(Stored entries)

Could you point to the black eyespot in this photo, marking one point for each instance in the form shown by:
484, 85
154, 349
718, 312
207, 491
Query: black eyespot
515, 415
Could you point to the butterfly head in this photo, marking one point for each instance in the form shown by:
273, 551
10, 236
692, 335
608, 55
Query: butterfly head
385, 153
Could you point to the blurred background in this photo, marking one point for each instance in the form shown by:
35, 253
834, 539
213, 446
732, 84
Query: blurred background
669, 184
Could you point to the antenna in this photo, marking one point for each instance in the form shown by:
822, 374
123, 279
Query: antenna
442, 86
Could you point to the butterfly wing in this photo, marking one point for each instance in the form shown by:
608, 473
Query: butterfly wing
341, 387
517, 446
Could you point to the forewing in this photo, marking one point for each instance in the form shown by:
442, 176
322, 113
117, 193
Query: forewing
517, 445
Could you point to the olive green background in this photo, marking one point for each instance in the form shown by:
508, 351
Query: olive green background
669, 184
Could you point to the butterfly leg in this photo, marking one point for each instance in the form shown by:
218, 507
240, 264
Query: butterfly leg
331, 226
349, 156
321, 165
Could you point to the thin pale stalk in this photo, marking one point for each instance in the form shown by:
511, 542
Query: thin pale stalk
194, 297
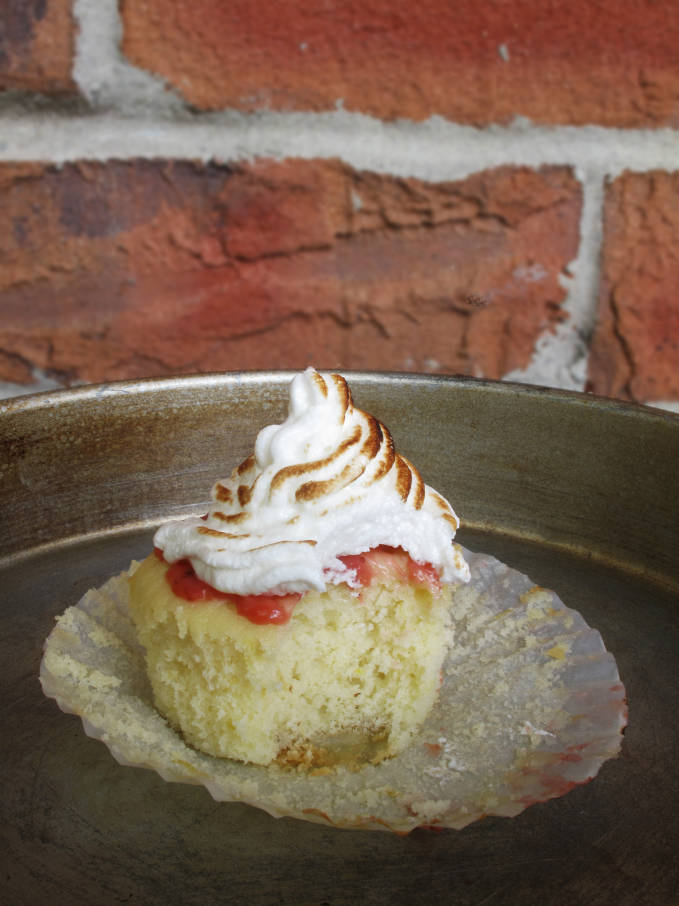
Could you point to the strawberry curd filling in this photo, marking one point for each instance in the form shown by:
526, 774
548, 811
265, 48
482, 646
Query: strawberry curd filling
381, 563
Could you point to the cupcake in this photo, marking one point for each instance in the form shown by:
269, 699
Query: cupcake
305, 619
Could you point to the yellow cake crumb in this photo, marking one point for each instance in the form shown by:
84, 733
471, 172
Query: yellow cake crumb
349, 678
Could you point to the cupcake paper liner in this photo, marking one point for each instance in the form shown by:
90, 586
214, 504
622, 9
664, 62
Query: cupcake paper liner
531, 705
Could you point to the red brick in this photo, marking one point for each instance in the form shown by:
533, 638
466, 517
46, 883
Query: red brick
579, 62
143, 268
36, 45
635, 349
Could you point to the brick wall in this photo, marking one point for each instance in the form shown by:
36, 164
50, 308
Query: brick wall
450, 186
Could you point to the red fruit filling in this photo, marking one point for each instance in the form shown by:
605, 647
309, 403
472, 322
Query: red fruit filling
380, 563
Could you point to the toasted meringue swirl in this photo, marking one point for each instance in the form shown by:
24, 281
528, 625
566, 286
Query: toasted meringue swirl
324, 484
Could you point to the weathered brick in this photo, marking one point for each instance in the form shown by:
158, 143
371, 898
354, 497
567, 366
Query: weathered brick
142, 268
579, 62
635, 348
36, 45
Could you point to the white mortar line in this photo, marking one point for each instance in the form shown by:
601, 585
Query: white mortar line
431, 150
560, 356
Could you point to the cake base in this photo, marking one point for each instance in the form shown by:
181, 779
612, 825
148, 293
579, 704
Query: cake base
347, 679
531, 705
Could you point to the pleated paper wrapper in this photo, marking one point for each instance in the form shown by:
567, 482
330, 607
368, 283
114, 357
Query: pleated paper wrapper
531, 705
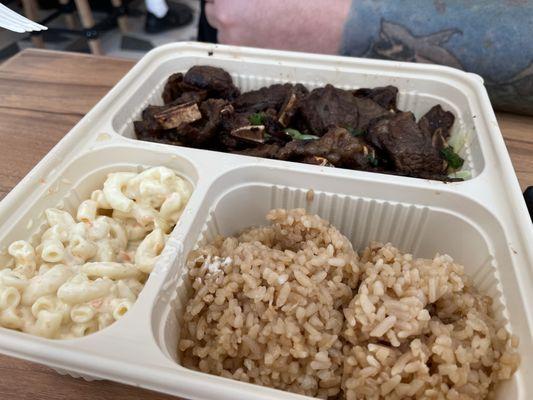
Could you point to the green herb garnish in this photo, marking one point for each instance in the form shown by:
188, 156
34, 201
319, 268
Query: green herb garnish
297, 135
256, 118
453, 159
355, 131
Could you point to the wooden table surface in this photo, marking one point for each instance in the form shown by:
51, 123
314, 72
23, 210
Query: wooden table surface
42, 95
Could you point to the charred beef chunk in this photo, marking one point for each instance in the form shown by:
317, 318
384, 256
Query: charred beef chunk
144, 132
436, 124
326, 107
409, 149
385, 96
173, 88
215, 81
176, 115
201, 133
291, 104
283, 100
337, 147
368, 111
359, 129
329, 106
170, 116
262, 99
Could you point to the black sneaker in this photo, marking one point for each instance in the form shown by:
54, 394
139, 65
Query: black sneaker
178, 15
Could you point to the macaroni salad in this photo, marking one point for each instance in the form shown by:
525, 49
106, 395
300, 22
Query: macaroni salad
88, 269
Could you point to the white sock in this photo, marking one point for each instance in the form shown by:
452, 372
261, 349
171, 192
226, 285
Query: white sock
157, 7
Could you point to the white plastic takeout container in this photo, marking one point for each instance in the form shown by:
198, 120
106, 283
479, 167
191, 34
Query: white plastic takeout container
482, 222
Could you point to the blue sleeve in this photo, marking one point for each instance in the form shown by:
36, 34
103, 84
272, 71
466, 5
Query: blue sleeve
493, 38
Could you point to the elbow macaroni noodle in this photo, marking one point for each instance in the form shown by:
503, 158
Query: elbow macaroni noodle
88, 270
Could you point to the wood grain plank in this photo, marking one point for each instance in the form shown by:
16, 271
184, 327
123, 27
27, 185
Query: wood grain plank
49, 97
25, 137
69, 68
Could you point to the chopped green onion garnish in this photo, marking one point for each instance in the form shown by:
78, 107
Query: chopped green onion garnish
453, 159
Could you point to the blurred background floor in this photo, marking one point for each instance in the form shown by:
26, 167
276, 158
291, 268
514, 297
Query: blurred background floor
133, 44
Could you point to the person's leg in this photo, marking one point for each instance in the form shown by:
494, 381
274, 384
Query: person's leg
161, 16
206, 33
157, 7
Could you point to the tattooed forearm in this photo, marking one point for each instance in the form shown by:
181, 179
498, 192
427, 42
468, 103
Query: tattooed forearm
491, 38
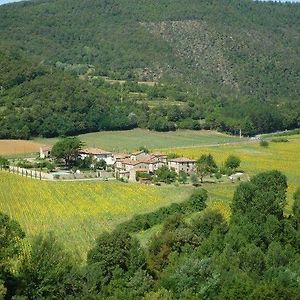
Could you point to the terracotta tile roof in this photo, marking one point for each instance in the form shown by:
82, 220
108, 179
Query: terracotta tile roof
158, 154
94, 151
182, 160
46, 148
137, 152
130, 162
121, 155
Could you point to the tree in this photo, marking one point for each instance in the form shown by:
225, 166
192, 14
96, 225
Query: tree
115, 253
205, 165
166, 175
182, 177
48, 271
101, 164
10, 247
4, 163
296, 206
198, 199
232, 162
194, 179
67, 149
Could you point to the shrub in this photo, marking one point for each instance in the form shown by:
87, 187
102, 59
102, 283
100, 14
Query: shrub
264, 143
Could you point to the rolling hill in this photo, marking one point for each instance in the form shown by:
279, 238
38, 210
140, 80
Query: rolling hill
221, 58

Requirement:
What is wanted is a verbatim transcription of every record above, pictures excluded.

Answer section:
Could you point to the black eyespot in this photo, marking one point for each instance in the form shown by:
484, 85
154, 349
718, 312
207, 491
Query: black eyespot
515, 415
Could you point to the butterfly head in this photo, marking one point for each instance in the form shown by:
273, 551
10, 236
692, 335
608, 55
Query: butterfly head
385, 153
Could you point to the blurred background in this photo, marking one point for each instance in the form shown by:
35, 253
834, 539
213, 446
732, 84
Query: blurred background
669, 184
Could you point to the antenna in this photo, marking one point for each instance in the form shown by:
822, 374
123, 279
Query: antenna
442, 86
Could you point to the butterfly wing in this photo, marking one point for each instance in the form shown by:
608, 473
Query: butterfly wing
341, 387
517, 446
Could you point to the forewing in this photo, marking one point for each instance in the form shown by:
442, 176
322, 113
117, 193
Query: forewing
517, 445
Could you point to the olive green background in this photo, marking one point for each instance in the form shown by:
508, 351
Query: olive green background
669, 184
Could you point to the butterfly leg in this photo, marking one point for each instance in the form shown by:
218, 507
240, 264
Query: butterfly leg
331, 226
349, 156
321, 165
Could you point to the thin pale stalk in this photo, marking one point for each instance in the form shown by:
511, 542
Query: thin pale stalk
194, 297
Could you point to the strawberry curd filling in this photo, marking one point for each instance in the form shown by:
526, 774
548, 811
265, 48
482, 646
Query: strawberry curd filling
381, 563
Could you point to the cupcake in this photo, marking one point for each instance in the form shown by:
269, 699
Query: cupcake
305, 619
Could you point to the yellow cake crumb in this photo, marking one point for each instance in the form shown by:
84, 733
471, 172
Query: yellow cake crumb
349, 678
Could you point to the cupcake paper liner in this photo, marking one point for each instance in the form shown by:
90, 586
214, 504
622, 9
664, 62
Query: cupcake paper liner
531, 705
Could you point to the red brick in this photo, marking one point for each instance in the form shown by:
533, 638
466, 517
46, 883
Query: red brick
579, 62
143, 268
36, 45
635, 349
Could you point to the brick wall in this photo, marking one point for each instance in the form shown by:
36, 164
50, 308
Query: brick wall
450, 186
Could you point to the red fruit filling in this photo, marking one point for each instance in the form shown by:
605, 647
309, 403
472, 322
Query: red fruit filling
380, 563
Could you point to the toasted meringue swirl in this photo, marking one point for each instance in the form shown by:
24, 281
528, 625
566, 286
Query: toasted meringue swirl
324, 484
Could you point to the weathered brick in this photo, marking one point for each instance in the form shown by:
158, 143
371, 898
354, 497
567, 366
Query: weathered brick
142, 268
579, 62
635, 348
36, 45
Could you point to the white mortar line in this photo, marking one point for each instance in the form shown by:
601, 585
Query: white mortar line
431, 150
560, 356
Could you point to the cake base in this photo, marking one point for each instance in the form shown by:
181, 779
612, 825
148, 293
579, 704
Query: cake base
347, 679
531, 705
Could you point to the pleated paper wrapper in this photo, marking one point for each instance in the form shown by:
567, 482
330, 607
368, 283
114, 357
Query: pleated paper wrapper
531, 705
Could you point to the green herb garnish in this photo, marking one point for each instance in the form shown by:
188, 156
34, 201
319, 268
Query: green herb garnish
297, 135
256, 118
453, 159
355, 131
Could you point to the wooden table surface in this photo, marking one point for each instance in the form shown by:
51, 123
314, 72
23, 210
Query: wooden table surface
42, 95
Could you point to the charred beef chunk in this photo, marking one point for each instance in the form shown by:
317, 318
384, 256
Query: charred beef chunk
144, 132
436, 124
326, 107
409, 149
385, 96
173, 88
215, 81
176, 115
201, 133
291, 104
283, 100
337, 147
368, 111
359, 129
329, 106
170, 116
262, 99
Could you point to the black sneaker in this photo, marking one point for each instance in the form shown by:
54, 394
139, 65
Query: black sneaker
178, 15
Could you point to the macaroni salad in this photo, marking one point for each instance in the form shown by:
525, 49
106, 395
300, 22
Query: macaroni salad
88, 269
Could you point to the white sock in this photo, marking one point for each instance in the form shown by:
452, 372
261, 349
171, 192
226, 285
Query: white sock
157, 7
Could you point to the white plastic takeout container in this photo, marking one point for each instance in the form shown by:
198, 120
106, 283
479, 167
191, 34
Query: white plastic takeout container
482, 222
Could you point to the blue sleeve in this photo, marking one point for each instance in the form shown by:
36, 34
103, 84
272, 71
466, 5
Query: blue sleeve
493, 38
Could you point to the elbow macaroni noodle in this photo, marking one point for each instance in the form shown by:
503, 158
Query: elbow macaroni noodle
88, 270
Could you point to the wood grain plank in this photo, marking one point for each instance in the form shown by:
16, 271
184, 327
123, 27
27, 185
Query: wood grain plank
49, 97
25, 137
69, 68
Could you point to the chopped green onion garnish in this photo, marking one point for each instance in the form shown by:
78, 107
Query: chopped green onion garnish
453, 159
Could you point to the blurred background floor in this photo, marking one point for each instance in the form shown by:
26, 167
276, 158
291, 268
514, 297
Query: blurred background floor
133, 44
Could you point to the person's leg in this photo, marking one point for each instance in the form shown by:
494, 381
274, 384
Query: person's leg
161, 16
206, 33
157, 7
Could you point to the tattooed forearm in this photo, marking one point for each instance in the form shown by:
181, 179
498, 192
427, 42
468, 103
Query: tattooed forearm
491, 38
Could you point to the terracotta tile roof in this photo, marking one point for each instance in the form shown by:
82, 220
108, 179
Query: terracotta tile roof
158, 154
94, 151
182, 160
46, 148
137, 152
130, 162
121, 155
Could you point to the tree in this photo, marking one point for each instance in the form shown by:
225, 166
192, 14
96, 225
Query: tree
115, 253
205, 165
166, 175
182, 177
48, 271
101, 164
10, 247
4, 163
296, 206
198, 199
232, 162
194, 179
67, 149
Could you point to the shrub in this photo, marking one point for each instance in the form shown by:
87, 187
102, 59
102, 283
100, 14
Query: shrub
264, 143
Could you point to the rolling hill in this photo, marking one point for each instance in the form shown by:
279, 238
38, 210
140, 80
Query: rolling hill
221, 58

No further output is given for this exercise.